Records from a data source

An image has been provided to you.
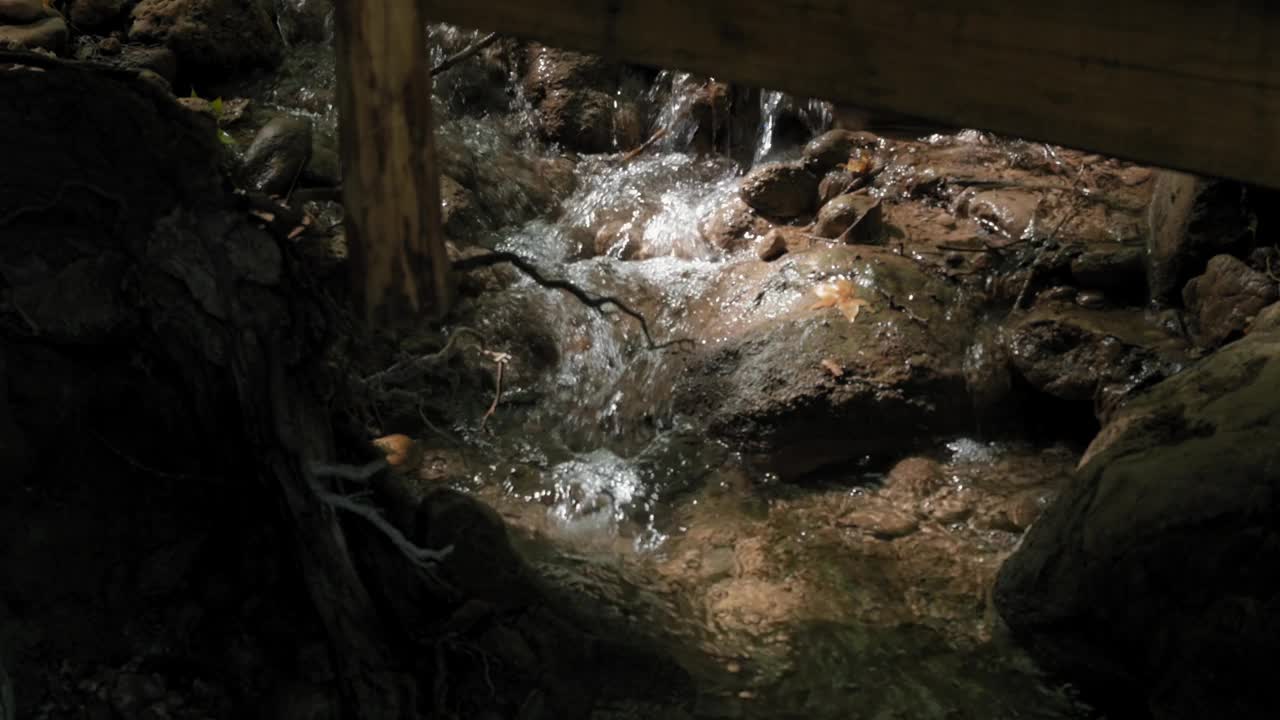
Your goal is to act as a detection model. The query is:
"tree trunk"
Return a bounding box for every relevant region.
[334,0,449,329]
[0,53,412,720]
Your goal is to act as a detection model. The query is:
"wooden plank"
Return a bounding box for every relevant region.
[334,0,449,329]
[425,0,1280,187]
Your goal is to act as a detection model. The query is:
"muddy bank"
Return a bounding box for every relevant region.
[0,9,1277,719]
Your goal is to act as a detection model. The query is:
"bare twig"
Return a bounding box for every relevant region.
[622,128,667,163]
[364,328,485,386]
[316,488,453,570]
[0,265,40,337]
[431,32,498,77]
[1014,174,1084,310]
[480,351,511,430]
[311,460,390,484]
[90,429,191,480]
[453,252,694,350]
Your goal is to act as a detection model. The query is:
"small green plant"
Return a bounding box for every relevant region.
[191,87,236,147]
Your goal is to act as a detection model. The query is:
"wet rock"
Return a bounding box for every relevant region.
[0,0,70,53]
[975,491,1050,533]
[995,332,1280,720]
[538,158,577,199]
[920,491,973,525]
[964,190,1041,238]
[1075,291,1107,310]
[271,683,340,720]
[1007,305,1185,418]
[524,45,641,152]
[0,0,49,24]
[440,176,490,245]
[1147,170,1251,304]
[1183,255,1280,347]
[818,169,867,206]
[69,0,125,28]
[13,252,133,343]
[1070,245,1147,294]
[804,129,879,176]
[673,246,972,479]
[92,45,178,85]
[129,0,283,79]
[538,90,614,152]
[836,507,920,539]
[813,192,884,245]
[595,220,645,260]
[242,115,311,195]
[411,488,535,607]
[0,350,35,481]
[964,329,1023,434]
[1248,297,1280,333]
[701,197,773,251]
[302,142,340,185]
[739,163,818,220]
[755,229,787,263]
[275,0,333,45]
[884,457,947,501]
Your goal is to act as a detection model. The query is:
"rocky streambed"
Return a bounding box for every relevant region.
[0,0,1280,720]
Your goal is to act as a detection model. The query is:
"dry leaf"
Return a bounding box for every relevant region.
[845,152,873,176]
[809,278,870,323]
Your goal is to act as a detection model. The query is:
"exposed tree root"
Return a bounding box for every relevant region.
[453,252,694,350]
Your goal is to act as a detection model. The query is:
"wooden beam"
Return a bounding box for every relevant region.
[334,0,449,329]
[425,0,1280,187]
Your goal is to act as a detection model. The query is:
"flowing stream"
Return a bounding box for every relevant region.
[247,23,1092,719]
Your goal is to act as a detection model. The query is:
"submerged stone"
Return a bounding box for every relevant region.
[995,332,1280,720]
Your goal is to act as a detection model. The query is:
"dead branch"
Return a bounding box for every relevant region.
[1014,174,1084,310]
[362,328,485,386]
[622,128,667,163]
[453,252,694,350]
[431,32,498,77]
[480,351,511,430]
[307,461,453,573]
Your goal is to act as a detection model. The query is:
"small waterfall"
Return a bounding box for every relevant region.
[754,90,833,165]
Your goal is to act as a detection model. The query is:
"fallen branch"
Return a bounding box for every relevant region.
[453,252,694,350]
[306,460,453,591]
[480,351,511,430]
[622,128,667,163]
[362,328,485,386]
[1014,175,1084,310]
[431,32,498,77]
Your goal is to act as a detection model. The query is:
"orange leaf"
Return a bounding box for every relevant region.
[809,278,870,323]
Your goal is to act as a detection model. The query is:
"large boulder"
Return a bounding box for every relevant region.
[0,0,69,53]
[524,45,641,152]
[1005,302,1188,419]
[739,163,820,220]
[675,246,973,479]
[129,0,283,79]
[70,0,127,28]
[995,331,1280,720]
[1147,170,1251,304]
[241,115,311,195]
[1183,255,1280,347]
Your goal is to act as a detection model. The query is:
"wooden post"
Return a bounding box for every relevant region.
[426,0,1280,187]
[334,0,449,331]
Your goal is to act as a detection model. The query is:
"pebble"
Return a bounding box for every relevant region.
[1075,290,1107,310]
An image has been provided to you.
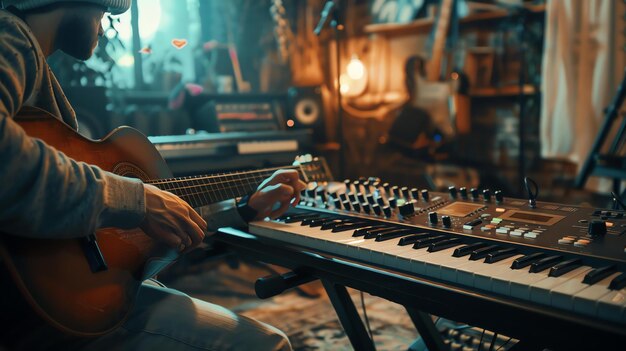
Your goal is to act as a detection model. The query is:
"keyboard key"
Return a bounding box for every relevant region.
[529,256,563,273]
[453,242,487,257]
[511,252,546,269]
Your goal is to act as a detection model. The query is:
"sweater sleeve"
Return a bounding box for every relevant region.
[0,14,145,238]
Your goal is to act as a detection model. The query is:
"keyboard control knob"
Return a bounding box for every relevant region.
[341,200,352,211]
[383,206,391,218]
[400,186,409,199]
[383,183,391,194]
[470,188,478,200]
[356,193,366,202]
[376,197,385,207]
[372,204,383,216]
[333,198,341,210]
[441,216,452,228]
[587,219,606,236]
[400,202,415,216]
[428,212,439,225]
[483,189,491,202]
[448,185,457,199]
[459,187,467,200]
[493,190,504,203]
[389,197,398,208]
[391,185,400,197]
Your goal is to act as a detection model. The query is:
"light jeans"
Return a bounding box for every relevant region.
[83,283,291,351]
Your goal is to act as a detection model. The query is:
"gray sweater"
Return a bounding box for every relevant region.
[0,10,244,238]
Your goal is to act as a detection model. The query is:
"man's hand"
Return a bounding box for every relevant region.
[248,169,306,220]
[140,184,207,251]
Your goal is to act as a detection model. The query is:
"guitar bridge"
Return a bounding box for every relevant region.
[80,234,109,273]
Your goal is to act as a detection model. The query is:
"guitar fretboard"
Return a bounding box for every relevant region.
[146,166,302,208]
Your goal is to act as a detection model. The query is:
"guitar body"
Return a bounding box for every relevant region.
[0,108,176,336]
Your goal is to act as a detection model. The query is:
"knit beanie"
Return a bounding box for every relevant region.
[2,0,131,15]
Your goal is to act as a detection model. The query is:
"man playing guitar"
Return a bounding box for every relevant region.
[0,0,304,350]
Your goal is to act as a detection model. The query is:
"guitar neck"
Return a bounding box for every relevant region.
[146,166,303,208]
[426,0,453,82]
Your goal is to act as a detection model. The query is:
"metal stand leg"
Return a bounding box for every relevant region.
[322,279,376,351]
[404,306,446,351]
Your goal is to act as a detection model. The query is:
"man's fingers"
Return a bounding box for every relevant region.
[265,169,300,187]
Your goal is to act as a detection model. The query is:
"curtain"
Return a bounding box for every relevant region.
[540,0,624,166]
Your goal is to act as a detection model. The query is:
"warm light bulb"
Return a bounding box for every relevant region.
[117,54,135,67]
[347,56,365,80]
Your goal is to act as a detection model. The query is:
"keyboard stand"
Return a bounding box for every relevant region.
[211,228,626,350]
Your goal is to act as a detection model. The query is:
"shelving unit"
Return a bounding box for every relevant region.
[364,5,546,36]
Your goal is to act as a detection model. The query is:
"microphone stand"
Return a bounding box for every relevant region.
[313,0,345,179]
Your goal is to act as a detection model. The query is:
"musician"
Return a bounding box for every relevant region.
[0,0,304,350]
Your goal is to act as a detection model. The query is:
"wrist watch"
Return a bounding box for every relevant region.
[237,195,258,223]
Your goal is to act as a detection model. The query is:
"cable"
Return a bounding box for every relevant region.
[476,329,485,351]
[611,191,626,211]
[524,177,539,208]
[489,333,498,351]
[496,338,513,351]
[360,291,374,343]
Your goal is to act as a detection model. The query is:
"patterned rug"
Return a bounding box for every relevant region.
[160,260,418,351]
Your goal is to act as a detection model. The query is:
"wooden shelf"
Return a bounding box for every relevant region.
[469,84,537,98]
[364,5,545,36]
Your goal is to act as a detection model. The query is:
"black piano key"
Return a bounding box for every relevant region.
[309,217,339,228]
[320,219,351,230]
[511,252,546,269]
[428,238,462,252]
[413,235,448,250]
[363,226,402,239]
[583,265,616,285]
[376,229,415,241]
[398,233,434,246]
[529,255,563,273]
[332,222,372,233]
[300,216,328,226]
[352,224,389,236]
[485,247,517,263]
[283,213,320,223]
[548,258,582,277]
[470,245,500,261]
[452,242,487,257]
[609,273,626,290]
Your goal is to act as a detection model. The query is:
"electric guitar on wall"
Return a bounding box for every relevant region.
[407,0,460,138]
[0,108,330,336]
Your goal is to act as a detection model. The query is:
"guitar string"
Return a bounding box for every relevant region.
[144,166,298,184]
[148,173,306,194]
[152,172,308,202]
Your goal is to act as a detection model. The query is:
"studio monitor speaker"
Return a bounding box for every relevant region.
[287,86,326,142]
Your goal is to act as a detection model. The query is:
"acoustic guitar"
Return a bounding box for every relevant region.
[0,108,329,336]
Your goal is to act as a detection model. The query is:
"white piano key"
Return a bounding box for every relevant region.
[573,272,620,316]
[530,266,592,305]
[597,288,626,323]
[491,266,550,300]
[473,255,524,291]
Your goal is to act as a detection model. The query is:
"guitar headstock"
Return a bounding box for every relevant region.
[293,154,333,183]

§ **YOUR INSTRUCTIONS**
Gather every line of the records that contains the string "stand", paying attention to case.

§ **RESULT OF THIS EXERCISE**
"metal stand leg"
"keyboard stand"
"microphone stand"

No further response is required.